Un certificato di negatività al coronavirus per viaggiare in Italia: la proposta avanzata da Sardegna e Sicilia in vista delle vacanze.
Un certificato di negatività per spostarsi in Italia per le vacanze al tempo del coronavirus: questa una delle ipotesi allo studio delle Regioni, in cerca di misure di sicurezza da attuare in vista del 3 giugno, data X per il via libera al turismo.
L’ipotesi certificato di negatività ha preso piede nelle ultime settimane sia in Sardegna che in Sicilia, ma non avrebbe convinto le istituzioni. Troppe le variabili in campo, e la certezza di un’immunità dal virus ancora non c’è: per questo si starebbero valutando anche altre opzioni per quando l’Italia riaprirà i confini regionali e nazionali.
Certificato di negatività per viaggiare: cos’è e come funziona
Delineare un meccanismo di tutela per quando si potrà tornare a viaggiare potrebbe evitare l’insorgere di nuovi focolai. In prima linea Sardegna e Sicilia, due isole felici che in queste ore hanno raggiunto l’obiettivo ‘contagi zero’. Una delle ipotesi sul tavolo è quella di istituire un certificato di negatività: chiunque volesse mettersi in viaggio dovrebbe sottoporsi a un esame non prima di 7 giorni dalla partenza che attesti la non positività al coronavirus. In questo modo le isole maggiori diverrebbero praticamente a ‘numero chiuso’.

-- Dati esercizio --
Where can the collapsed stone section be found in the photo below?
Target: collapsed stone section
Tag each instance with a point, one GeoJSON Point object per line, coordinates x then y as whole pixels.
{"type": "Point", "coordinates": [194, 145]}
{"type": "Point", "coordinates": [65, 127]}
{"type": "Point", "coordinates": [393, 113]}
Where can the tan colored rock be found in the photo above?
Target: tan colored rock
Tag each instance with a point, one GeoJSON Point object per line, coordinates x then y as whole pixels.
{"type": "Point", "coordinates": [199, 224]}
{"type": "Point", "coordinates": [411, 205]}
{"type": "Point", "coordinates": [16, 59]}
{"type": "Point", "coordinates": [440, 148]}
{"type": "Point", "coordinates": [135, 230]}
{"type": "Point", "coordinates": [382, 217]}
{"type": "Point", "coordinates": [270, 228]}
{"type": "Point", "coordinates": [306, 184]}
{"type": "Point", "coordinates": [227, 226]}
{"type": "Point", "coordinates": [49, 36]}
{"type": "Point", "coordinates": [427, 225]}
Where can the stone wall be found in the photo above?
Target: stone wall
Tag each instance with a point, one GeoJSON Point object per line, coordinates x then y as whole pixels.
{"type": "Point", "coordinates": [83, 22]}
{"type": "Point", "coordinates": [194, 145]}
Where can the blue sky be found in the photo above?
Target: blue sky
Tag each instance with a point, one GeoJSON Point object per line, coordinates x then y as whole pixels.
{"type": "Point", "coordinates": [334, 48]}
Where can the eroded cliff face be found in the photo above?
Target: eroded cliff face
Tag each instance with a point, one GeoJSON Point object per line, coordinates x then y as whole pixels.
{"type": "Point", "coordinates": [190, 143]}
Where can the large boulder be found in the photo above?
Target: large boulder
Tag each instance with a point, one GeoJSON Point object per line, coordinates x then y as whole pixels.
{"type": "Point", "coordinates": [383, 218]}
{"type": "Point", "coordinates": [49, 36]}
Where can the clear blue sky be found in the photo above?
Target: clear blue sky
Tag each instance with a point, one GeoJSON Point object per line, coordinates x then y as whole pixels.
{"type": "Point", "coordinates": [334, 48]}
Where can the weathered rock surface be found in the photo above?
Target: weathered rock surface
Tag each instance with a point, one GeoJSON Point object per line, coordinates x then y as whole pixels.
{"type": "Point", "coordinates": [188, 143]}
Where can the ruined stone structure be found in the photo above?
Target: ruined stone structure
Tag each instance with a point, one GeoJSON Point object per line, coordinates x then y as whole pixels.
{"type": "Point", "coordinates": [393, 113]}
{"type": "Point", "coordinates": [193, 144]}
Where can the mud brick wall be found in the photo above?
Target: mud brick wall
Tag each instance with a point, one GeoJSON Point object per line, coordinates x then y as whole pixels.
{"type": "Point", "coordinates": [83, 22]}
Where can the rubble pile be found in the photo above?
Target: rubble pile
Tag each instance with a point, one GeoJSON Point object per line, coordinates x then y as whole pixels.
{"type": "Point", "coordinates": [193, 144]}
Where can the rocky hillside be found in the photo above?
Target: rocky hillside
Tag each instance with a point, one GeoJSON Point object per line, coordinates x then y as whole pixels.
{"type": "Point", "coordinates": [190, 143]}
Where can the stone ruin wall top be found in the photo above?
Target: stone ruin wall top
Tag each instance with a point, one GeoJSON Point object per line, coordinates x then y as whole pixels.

-- Compiti da svolgere --
#1 Elenca tutti i nomi di luogo presenti nell'estratto del documento.
#2 Ricopia dall'estratto il passo che parte dalle parole "Un certificato di negatività al" e fermati dopo le parole "regionali e nazionali.".
Le righe non hanno alcun ruolo in questo lavoro.

-- Risposte ai compiti --
#1 Italia, Sardegna, Sicilia

#2
Un certificato di negatività al coronavirus per viaggiare in Italia: la proposta avanzata da Sardegna e Sicilia in vista delle vacanze.
Un certificato di negatività per spostarsi in Italia per le vacanze al tempo del coronavirus: questa una delle ipotesi allo studio delle Regioni, in cerca di misure di sicurezza da attuare in vista del 3 giugno, data X per il via libera al turismo.
L’ipotesi certificato di negatività ha preso piede nelle ultime settimane sia in Sardegna che in Sicilia, ma non avrebbe convinto le istituzioni. Troppe le variabili in campo, e la certezza di un’immunità dal virus ancora non c’è: per questo si starebbero valutando anche altre opzioni per quando l’Italia riaprirà i confini regionali e nazionali.